Gender inequality is one of the key drivers of conflict


1 November 2021

More than twenty years ago, in October 2000, the UN Security Council adopted Resolution 1325 on women, peace, and security (UNSCR 1325). This was a call to States to strengthen their security through inclusion, equity and equal opportunities for all, giving women the opportunity to get involved and actively contribute to peace negotiation and maintenance.   

UNSCR 1325 calls on governments to foster the direct involvement of women in peace-building processes. It reaffirms the important role that women play in conflict resolution and it should be seen as a catalyst for the implementation of a broader range of international commitments to which national governments adhered.

From the moment UNSCR 1325 was adopted, the OSCE has made considerable efforts to support the participating States implement the resolution. More than 63 per cent have developed national action plans (NAPs) for its implementation. The vast majority of the OSCE participating States have actively capitalized on their partnership with civil society organizations, research institutions, involving them in the process of drafting those plans. Taking the inclusive approach beyond consultations, some governments have partnered with civil society organizations in the implementation of the National Women, Peace and Security Agenda. These efforts have resulted in increased women’s representation in the police, army and peacekeeping missions in OSCE participating States; improved response mechanisms to domestic violence and other forms of gender based violence, and; progress in designing mechanisms against sexual and gender-based harassment within security sector institutions.
----------------------------------------
● **Exercise set**
**A.** Output the passage of the article on Resolution 1325 word for word, starting at "1 November 2021" and ending at "national governments adhered.".
**B.** List the three results that the article on Resolution 1325 attributes to the efforts made in OSCE participating States.
**C.** Based on the article on Resolution 1325, answer yes or no to each statement below and quote the words that decide it.
(i) The UN Security Council adopted Resolution 1325 in October 2000.
(ii) Fewer than half of the OSCE participating States have developed national action plans for the resolution.
(iii) Some governments have partnered with civil society organizations in implementing the National Women, Peace and Security Agenda.

● **Given data**
----------------------------------------
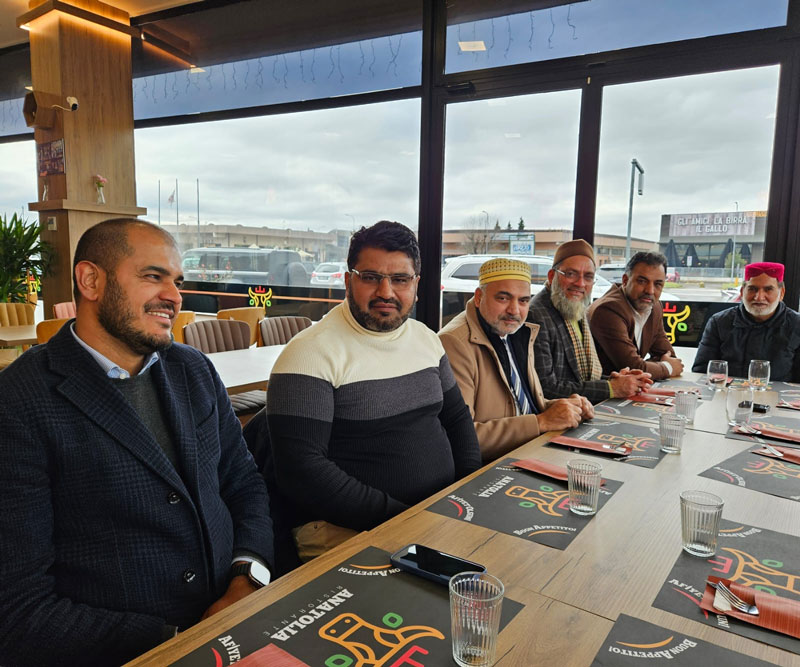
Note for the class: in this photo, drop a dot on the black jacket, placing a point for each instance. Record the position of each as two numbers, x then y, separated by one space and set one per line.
----------------------------------------
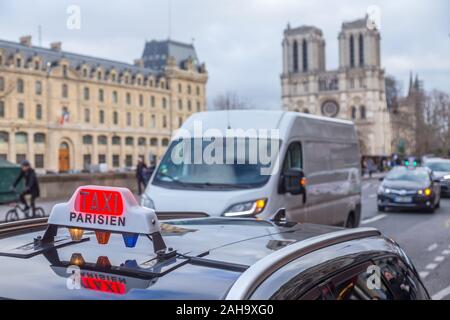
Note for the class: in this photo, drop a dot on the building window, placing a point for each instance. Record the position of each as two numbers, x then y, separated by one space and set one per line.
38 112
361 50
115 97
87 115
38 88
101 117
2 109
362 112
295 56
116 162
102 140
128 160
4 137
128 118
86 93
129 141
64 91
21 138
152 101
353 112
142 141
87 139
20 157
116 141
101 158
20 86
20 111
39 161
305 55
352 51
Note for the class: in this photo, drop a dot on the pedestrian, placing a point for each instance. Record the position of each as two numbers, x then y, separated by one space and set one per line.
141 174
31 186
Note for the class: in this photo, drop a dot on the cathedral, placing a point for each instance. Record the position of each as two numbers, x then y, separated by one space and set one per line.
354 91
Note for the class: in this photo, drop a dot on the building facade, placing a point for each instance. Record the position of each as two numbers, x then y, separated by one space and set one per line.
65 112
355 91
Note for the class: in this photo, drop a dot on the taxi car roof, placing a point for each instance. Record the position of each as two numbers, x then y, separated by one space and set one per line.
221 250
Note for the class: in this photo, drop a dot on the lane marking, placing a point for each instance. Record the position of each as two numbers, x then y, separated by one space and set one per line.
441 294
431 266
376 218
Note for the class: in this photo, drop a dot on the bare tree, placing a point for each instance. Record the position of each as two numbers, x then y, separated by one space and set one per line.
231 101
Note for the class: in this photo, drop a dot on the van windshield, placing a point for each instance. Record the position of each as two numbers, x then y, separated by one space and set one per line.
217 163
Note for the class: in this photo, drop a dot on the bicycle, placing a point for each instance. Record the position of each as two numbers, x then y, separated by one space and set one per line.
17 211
----------------------------------------
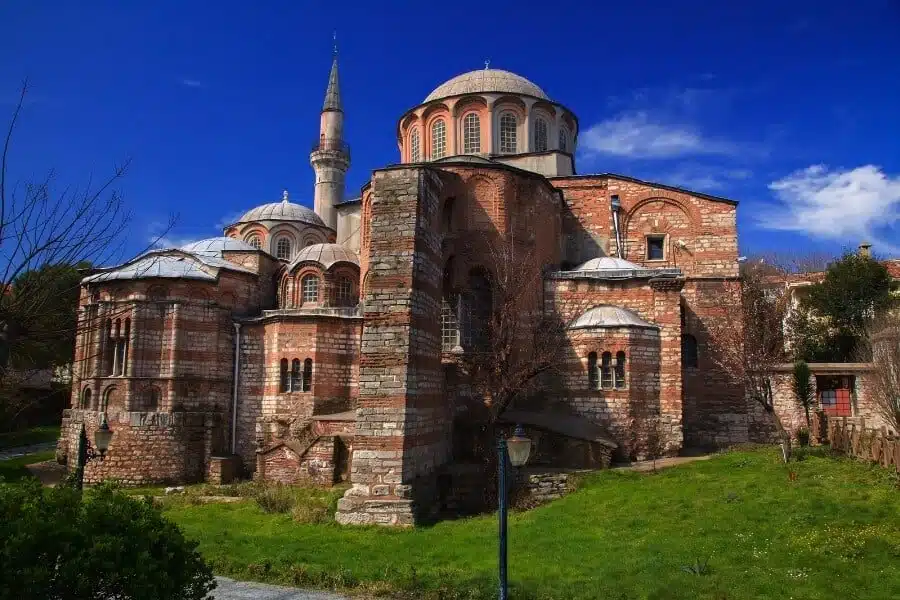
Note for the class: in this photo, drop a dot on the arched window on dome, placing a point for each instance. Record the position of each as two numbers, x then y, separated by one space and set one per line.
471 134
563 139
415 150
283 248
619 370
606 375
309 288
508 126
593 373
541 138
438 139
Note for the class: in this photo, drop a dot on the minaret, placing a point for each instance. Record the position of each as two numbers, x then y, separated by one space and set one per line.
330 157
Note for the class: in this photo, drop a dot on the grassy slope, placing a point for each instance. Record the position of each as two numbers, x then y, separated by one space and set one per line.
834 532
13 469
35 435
----------------------------------------
● **Activity answers**
**A.**
1 November 2021

More than twenty years ago, in October 2000, the UN Security Council adopted Resolution 1325 on women, peace, and security (UNSCR 1325). This was a call to States to strengthen their security through inclusion, equity and equal opportunities for all, giving women the opportunity to get involved and actively contribute to peace negotiation and maintenance.   

UNSCR 1325 calls on governments to foster the direct involvement of women in peace-building processes. It reaffirms the important role that women play in conflict resolution and it should be seen as a catalyst for the implementation of a broader range of international commitments to which national governments adhered.

**B.**
- Increased women's representation in the police, army and peacekeeping missions in OSCE participating States
- Improved response mechanisms to domestic violence and other forms of gender based violence
- Progress in designing mechanisms against sexual and gender-based harassment within security sector institutions

**C.**
(i) Yes: "in October 2000, the UN Security Council adopted Resolution 1325 on women, peace, and security (UNSCR 1325)"
(ii) No: "More than 63 per cent have developed national action plans (NAPs) for its implementation."
(iii) Yes: "some governments have partnered with civil society organizations in the implementation of the National Women, Peace and Security Agenda"